**Written exercise:**
Count the lines in the items below that contain the string "dark", treating uppercase and lowercase as different, and give only the number.

Lines of data:
==============================

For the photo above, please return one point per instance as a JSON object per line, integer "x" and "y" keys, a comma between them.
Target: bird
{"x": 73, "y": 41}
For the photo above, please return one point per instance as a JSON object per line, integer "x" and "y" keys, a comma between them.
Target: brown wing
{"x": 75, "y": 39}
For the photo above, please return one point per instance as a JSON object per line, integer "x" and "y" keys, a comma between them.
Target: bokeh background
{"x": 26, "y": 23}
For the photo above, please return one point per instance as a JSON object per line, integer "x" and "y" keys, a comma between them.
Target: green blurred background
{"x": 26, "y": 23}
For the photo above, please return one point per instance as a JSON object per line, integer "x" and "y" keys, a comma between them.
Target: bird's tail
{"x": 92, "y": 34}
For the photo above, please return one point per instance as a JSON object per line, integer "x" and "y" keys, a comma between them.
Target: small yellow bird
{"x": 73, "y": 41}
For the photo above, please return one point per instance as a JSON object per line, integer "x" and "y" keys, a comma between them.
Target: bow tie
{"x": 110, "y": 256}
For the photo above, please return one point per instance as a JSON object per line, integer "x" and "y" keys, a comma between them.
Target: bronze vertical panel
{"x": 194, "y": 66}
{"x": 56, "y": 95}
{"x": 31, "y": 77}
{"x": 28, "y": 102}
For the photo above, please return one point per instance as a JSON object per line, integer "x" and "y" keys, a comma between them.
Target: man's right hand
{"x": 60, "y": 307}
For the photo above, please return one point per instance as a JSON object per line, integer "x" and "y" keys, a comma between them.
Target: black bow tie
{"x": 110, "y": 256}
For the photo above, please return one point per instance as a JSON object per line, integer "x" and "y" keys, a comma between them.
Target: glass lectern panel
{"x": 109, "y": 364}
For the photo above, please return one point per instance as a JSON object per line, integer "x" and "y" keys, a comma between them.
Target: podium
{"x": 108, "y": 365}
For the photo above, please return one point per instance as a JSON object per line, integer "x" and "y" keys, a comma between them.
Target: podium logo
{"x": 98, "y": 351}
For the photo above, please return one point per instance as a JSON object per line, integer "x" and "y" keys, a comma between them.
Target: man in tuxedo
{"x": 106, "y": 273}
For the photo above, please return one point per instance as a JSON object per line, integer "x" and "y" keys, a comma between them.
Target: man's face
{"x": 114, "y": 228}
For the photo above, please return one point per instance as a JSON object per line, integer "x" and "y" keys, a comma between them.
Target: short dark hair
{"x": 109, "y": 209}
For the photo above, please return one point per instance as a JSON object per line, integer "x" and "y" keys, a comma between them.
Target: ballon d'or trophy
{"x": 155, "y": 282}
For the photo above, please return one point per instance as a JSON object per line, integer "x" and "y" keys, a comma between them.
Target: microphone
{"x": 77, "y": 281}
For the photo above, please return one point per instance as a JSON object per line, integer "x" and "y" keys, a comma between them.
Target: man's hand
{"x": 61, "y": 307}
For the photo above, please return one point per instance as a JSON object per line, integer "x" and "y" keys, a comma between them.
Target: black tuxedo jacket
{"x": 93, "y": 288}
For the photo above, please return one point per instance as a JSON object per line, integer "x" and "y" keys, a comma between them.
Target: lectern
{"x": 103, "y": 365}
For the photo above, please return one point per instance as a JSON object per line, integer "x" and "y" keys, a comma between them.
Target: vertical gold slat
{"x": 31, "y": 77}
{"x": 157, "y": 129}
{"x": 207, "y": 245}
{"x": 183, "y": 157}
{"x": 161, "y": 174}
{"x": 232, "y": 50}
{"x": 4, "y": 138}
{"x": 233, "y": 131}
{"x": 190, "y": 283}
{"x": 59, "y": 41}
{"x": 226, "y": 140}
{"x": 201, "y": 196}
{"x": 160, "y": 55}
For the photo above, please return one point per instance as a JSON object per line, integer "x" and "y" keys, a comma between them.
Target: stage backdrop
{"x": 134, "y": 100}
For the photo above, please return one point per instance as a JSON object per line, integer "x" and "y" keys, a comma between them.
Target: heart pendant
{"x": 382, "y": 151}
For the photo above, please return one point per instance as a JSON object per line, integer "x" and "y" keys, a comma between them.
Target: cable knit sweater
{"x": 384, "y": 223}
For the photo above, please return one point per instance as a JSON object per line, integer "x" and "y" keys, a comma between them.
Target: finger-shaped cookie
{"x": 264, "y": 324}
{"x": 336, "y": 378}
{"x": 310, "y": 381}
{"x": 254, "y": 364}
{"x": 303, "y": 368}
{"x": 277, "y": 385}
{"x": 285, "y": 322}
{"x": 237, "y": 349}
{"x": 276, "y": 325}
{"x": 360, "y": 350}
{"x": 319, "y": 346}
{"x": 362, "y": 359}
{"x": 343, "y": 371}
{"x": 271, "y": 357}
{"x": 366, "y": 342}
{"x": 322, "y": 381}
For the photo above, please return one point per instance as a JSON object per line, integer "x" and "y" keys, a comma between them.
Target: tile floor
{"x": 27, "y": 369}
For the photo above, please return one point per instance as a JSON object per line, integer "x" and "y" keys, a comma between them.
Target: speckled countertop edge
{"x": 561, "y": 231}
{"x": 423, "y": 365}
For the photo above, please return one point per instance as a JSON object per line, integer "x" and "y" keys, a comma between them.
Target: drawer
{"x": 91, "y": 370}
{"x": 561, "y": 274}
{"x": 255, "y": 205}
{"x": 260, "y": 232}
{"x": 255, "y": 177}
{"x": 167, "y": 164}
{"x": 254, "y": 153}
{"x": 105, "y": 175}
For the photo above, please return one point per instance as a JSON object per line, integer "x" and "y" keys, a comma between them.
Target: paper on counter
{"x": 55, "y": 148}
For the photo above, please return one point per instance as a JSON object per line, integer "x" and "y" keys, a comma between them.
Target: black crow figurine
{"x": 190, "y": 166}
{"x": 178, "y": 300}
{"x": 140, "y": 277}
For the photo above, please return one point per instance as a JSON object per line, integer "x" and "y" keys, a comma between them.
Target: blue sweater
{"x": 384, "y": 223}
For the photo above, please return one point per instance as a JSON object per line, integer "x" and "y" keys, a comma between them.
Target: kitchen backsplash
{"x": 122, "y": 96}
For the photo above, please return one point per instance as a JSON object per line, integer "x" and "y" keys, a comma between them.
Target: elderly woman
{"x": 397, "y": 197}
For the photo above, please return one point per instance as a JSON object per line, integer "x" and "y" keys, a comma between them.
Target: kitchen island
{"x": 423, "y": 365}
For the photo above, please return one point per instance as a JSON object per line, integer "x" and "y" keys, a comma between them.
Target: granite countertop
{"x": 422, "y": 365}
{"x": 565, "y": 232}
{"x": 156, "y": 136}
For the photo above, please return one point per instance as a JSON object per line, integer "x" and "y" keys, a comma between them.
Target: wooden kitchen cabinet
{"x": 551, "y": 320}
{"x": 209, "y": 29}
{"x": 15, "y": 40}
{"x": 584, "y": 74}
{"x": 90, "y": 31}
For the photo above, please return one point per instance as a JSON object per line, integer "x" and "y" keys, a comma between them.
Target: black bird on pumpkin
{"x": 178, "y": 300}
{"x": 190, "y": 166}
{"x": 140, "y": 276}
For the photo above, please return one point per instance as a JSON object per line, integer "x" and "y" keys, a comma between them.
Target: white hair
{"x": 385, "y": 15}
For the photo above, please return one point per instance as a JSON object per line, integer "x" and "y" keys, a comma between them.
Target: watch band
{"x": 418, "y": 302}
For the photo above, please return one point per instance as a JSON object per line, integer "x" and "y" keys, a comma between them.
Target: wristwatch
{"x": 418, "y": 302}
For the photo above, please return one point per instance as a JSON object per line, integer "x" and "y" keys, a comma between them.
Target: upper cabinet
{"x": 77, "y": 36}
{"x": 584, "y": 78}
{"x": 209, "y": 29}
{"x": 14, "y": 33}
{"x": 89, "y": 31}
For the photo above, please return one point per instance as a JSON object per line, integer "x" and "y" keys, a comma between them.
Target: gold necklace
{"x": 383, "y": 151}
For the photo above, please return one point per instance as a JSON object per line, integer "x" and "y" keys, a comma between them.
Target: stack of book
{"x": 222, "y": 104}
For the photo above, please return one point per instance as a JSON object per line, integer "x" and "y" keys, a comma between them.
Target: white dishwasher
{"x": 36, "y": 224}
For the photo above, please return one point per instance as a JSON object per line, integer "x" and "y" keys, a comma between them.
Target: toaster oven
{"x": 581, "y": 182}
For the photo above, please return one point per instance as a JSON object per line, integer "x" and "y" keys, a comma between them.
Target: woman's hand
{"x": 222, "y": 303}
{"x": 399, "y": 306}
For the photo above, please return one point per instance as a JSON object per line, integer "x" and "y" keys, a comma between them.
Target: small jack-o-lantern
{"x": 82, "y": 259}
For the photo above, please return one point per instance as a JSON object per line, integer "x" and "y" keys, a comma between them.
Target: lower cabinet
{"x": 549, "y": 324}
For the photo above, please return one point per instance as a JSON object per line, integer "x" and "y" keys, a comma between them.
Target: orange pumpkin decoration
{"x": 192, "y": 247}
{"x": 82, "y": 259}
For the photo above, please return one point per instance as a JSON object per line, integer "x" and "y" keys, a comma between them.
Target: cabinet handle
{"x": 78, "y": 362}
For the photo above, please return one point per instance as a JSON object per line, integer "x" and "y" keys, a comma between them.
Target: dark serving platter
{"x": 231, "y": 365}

==============================

**Response to this task:**
2